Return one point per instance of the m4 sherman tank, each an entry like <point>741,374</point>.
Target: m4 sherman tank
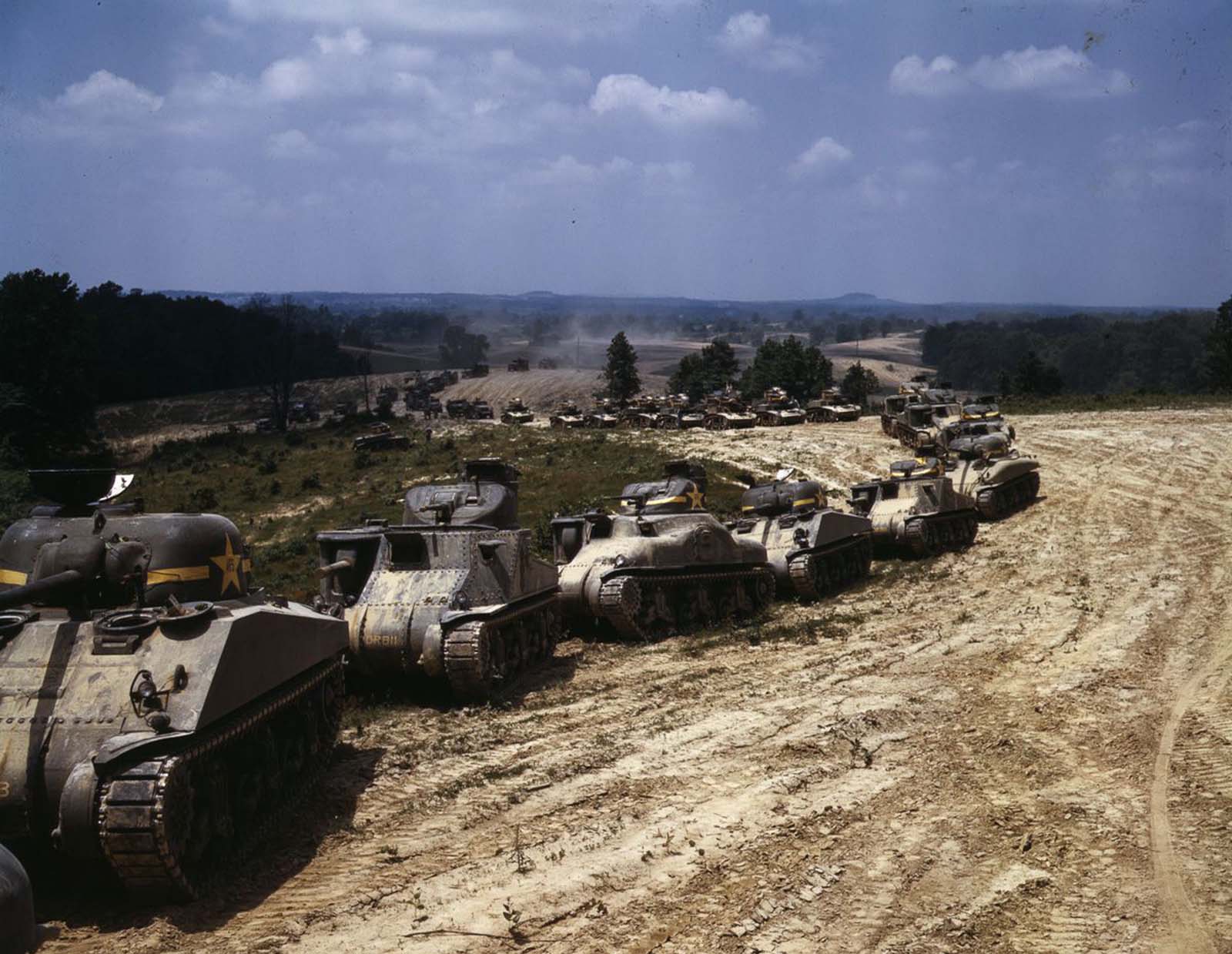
<point>517,413</point>
<point>156,711</point>
<point>727,412</point>
<point>829,407</point>
<point>917,510</point>
<point>453,592</point>
<point>779,410</point>
<point>813,549</point>
<point>567,416</point>
<point>661,564</point>
<point>999,480</point>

——————

**EXERCISE PROMPT:**
Quote verbatim the part of the items that opens with their first line and closes with the line containing "<point>567,416</point>", including both of those lines. Leave the pictures out.

**THE ANSWER:**
Return one point per instance of the m4 sherman tank, each an entry like <point>741,374</point>.
Target: m4 sherman tank
<point>517,413</point>
<point>156,711</point>
<point>727,412</point>
<point>829,407</point>
<point>917,510</point>
<point>453,592</point>
<point>779,410</point>
<point>813,549</point>
<point>567,416</point>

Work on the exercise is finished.